Selected text: Begin
That includes a total of 10 workers so far, according to Joe Forsthoffer, spokesman for Robins & Morton.
“We temporarily suspended work on the project after 10 workers tested positive among the crew. We are still testing all of the other workers so we expect that number to go up.”
The site will be cleaned and sanitized, and all workers tested before work resumes, Forsthoffer said.
“We’ll return to work as soon as we know we can do it safely,” he said.
“We are having a third party come in and clean the building under CDC guidelines, and La Porte Hospital has offered to test all of the workers.”
There are about 200 workers during the current phase of the project, scheduled for completion late this year.
After a cleaning service is hired, it will take “a matter of days” to clean the entire site, Forsthoffer said. “And then we will need time to have all the screening done before we restart work.”
There is no timetable for work to begin, but it is “not a long-term issue,” he said.
“We don’t see this as anything that will have a significant impact on the completion date of the project.
“We know that people want to get back to work, and we want to get back to work too, but we want to do so safely.”
Getting back to work has become an issue for hundreds of thousands of people in Indiana.
The state saw about 30,000 more people file for unemployment benefits last week as business struggles continue despite the easing of restrictions.
Job losses have slowed in recent weeks, but roughly 670,000 people have sought jobless aid in Indiana over the past nine weeks, U.S. Department of Labor statistics announced Thursday showed.
The number of initial unemployment applications submitted in Indiana last week was about the same as the week before and well below the 100,000-plus received for three straight weeks in late March and early April.
Indiana has also processed nearly 69,000 applications for a separate federal program set up for self-employed and gig workers.
Federal statistics show Indiana was paying unemployment benefits to about 285,000 people during the week ending May 2, while only about 13,000 people received those payments a year earlier.
Nationally, more than 2.4 million laid-off workers applied for unemployment benefits last week as April’s unemployment rate reached 14.7 percent, the highest since the Depression.
Gov. Eric Holcomb said because health indicators remain positive, most of the state will advance to phase 3 of the Back On Track Indiana plan on Friday, though local governments may impose more restrictive guidelines.
Selected text: End
Data under study: Begin
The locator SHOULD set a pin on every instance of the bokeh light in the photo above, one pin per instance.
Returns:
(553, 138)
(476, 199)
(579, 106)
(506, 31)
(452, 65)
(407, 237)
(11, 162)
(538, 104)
Data under study: End
What you will do:
1. Answer these from the text on the paused construction project and Indiana jobless claims:
(a) About how many workers are on the project during its current phase?
(b) Roughly how many people in Indiana have sought jobless aid over the past nine weeks?
(c) What was the national unemployment rate in April?
2. Resume the text on the paused construction project and Indiana jobless claims from where it stops.

Exercise responses:
1.
(a) About 200 workers.
(b) Roughly 670,000 people.
(c) 14.7 percent.

2.
“We continue to remain vigilant about protecting Hoosiers’ health while taking responsible steps to further open our state’s economy,” Holcomb said. “Moving to stage 3 is possible because Hoosiers across the state have worked together and made sacrifices to slow the spread.”
The governor said he has used data to drive decisions since the state’s first case of the novel coronavirus in early March and will continue to do so as the state contemplates a sector-by-sector reset.
The state will move to reopen while monitoring and responding to four guiding principles:
The number of hospitalized COVID-19 patients statewide has decreased for 14 days
The state retains its surge capacity for critical care beds and ventilators
The state retains its ability to test all Hoosiers who are COVID-19 symptomatic as well as health care workers, first responders, and frontline employees
Health officials have systems in place to contact all individuals who test positive and expand contact tracing
As more people return to work, visit stores or restaurants, and participate in more activities, “the number of COVID-19 cases will increase,” Holcomb said.
“If these principles cannot be met, all or portions of the state may need to pause on moving forward, or may need to return to an earlier phase of the stay-at-home order.”
If health indicators do remain positive, the state will move to phase 4 in mid-June, Holcomb said.
Until then, he reiterated that those 65 and over, and those with high-risk health conditions should remain home as much as possible.
Face coverings in public places are recommended; and Hoosiers who can work from home are encouraged to continue to do so.